───── Bacaan

Jarum spinal dan obat anestetik spinal disiapkan. Jarum spinal memiliki
permukaan yang rata dengan stilet di dalam lumennya dan ukuran 16G sampai
dengan 30G. obat anestetik lokal yang digunakan adalah prokain, tetrakain,
lidokain, atau bupivakain. Berat jenis obat anestetik lokal mempengaruhi aliran
obat dan perluasan daerah teranestesi. Pada anestesi spinal jika berat jenis obat
lebih besar dari berat jenis CSS (hiperbarik), maka akan terjadi perpindahan obat
ke dasar akibat gravitasi. Jika lebih kecil (hipobarik), obat akan berpindah dari
area penyuntikan ke atas. Bila sama (isobarik), obat akan berada di tingkat yang
sama di tempat penyuntikan. Pada suhu 37oC cairan serebrospinal memiliki berat
jenis 1,003-1,008.

──────────
───── Data Hasil Ekstraksi

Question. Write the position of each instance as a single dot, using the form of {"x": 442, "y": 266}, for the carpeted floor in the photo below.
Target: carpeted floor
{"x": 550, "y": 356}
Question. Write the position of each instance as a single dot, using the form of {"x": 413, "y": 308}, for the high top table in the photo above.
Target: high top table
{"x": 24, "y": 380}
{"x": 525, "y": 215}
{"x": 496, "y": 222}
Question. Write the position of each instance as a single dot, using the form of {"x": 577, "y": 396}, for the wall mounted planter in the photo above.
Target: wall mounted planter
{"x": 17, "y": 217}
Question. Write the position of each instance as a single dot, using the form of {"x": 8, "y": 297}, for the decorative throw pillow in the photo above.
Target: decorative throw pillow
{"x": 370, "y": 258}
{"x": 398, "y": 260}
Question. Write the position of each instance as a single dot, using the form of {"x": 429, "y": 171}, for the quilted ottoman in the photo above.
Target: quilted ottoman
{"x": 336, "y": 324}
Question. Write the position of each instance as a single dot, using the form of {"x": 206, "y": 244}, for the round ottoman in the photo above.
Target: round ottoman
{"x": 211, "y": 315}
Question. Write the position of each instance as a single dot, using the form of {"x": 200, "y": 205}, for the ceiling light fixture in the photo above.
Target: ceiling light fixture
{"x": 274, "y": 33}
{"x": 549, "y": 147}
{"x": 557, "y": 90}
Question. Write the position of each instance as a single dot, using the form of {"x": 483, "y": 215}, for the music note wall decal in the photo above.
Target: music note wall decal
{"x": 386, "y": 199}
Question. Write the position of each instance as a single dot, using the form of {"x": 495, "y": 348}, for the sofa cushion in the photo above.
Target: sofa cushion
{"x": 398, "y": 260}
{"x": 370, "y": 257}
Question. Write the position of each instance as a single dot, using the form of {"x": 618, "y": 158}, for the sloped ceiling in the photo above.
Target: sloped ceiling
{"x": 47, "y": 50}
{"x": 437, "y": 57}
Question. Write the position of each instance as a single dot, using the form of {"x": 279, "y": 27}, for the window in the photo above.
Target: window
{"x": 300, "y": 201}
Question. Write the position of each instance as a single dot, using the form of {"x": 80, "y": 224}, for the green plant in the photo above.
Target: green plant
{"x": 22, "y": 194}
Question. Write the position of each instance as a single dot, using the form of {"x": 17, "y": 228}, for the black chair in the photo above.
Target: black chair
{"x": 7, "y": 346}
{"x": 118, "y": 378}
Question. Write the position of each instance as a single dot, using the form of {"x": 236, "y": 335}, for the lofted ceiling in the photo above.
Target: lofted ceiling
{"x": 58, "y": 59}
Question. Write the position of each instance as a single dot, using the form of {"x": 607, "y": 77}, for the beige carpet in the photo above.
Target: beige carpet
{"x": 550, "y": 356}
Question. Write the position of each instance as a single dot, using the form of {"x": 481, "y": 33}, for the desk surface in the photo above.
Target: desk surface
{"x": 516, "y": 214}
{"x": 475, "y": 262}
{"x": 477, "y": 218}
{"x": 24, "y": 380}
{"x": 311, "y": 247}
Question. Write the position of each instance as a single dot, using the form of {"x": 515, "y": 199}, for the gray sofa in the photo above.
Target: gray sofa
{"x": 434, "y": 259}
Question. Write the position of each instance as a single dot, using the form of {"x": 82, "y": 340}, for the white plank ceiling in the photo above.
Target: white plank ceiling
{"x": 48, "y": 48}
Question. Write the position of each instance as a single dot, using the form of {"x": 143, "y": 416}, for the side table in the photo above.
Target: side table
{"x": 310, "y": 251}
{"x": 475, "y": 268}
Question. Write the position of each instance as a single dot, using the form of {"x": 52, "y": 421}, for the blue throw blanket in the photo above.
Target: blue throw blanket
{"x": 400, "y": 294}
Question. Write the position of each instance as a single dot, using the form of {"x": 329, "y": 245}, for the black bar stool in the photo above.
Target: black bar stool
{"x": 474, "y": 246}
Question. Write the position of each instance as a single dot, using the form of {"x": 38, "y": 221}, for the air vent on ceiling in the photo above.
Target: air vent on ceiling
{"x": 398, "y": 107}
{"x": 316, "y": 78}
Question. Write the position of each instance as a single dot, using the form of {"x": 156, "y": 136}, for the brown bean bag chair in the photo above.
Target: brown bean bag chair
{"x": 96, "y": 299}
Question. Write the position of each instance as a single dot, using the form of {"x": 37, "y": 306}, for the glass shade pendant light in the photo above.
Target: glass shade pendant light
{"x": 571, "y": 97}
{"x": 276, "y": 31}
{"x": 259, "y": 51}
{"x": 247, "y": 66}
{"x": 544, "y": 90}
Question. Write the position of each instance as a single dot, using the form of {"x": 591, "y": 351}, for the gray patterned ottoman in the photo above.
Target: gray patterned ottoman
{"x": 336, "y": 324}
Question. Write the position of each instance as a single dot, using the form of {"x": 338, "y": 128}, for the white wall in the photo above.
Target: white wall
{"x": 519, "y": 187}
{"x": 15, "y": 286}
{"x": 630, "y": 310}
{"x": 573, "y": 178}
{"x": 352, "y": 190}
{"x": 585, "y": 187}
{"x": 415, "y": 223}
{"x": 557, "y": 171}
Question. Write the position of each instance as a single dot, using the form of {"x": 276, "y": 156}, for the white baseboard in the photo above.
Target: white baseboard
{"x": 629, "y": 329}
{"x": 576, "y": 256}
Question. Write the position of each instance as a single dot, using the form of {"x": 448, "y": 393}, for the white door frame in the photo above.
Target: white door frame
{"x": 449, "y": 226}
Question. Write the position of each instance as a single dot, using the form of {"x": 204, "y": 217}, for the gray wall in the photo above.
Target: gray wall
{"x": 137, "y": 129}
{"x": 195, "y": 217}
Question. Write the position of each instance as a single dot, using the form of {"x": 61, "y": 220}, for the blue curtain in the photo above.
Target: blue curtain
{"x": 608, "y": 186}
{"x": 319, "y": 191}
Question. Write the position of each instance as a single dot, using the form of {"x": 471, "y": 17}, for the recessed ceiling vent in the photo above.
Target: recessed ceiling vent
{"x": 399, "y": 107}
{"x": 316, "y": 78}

──────────

Daftar Pertanyaan:
1. Tuliskan ulang tanpa perubahan bagian bacaan tentang anestesi spinal, mulai dari "Jarum spinal dan" sampai "jenis 1,003-1,008.".
2. Menurut bacaan tentang anestesi spinal, berapa berat jenis cairan serebrospinal pada suhu 37oC?
Jawablah hanya berdasarkan bacaan.

Hasil yang Diharapkan:
1.
Jarum spinal dan obat anestetik spinal disiapkan. Jarum spinal memiliki
permukaan yang rata dengan stilet di dalam lumennya dan ukuran 16G sampai
dengan 30G. obat anestetik lokal yang digunakan adalah prokain, tetrakain,
lidokain, atau bupivakain. Berat jenis obat anestetik lokal mempengaruhi aliran
obat dan perluasan daerah teranestesi. Pada anestesi spinal jika berat jenis obat
lebih besar dari berat jenis CSS (hiperbarik), maka akan terjadi perpindahan obat
ke dasar akibat gravitasi. Jika lebih kecil (hipobarik), obat akan berpindah dari
area penyuntikan ke atas. Bila sama (isobarik), obat akan berada di tingkat yang
sama di tempat penyuntikan. Pada suhu 37oC cairan serebrospinal memiliki berat
jenis 1,003-1,008.

2. 1,003-1,008.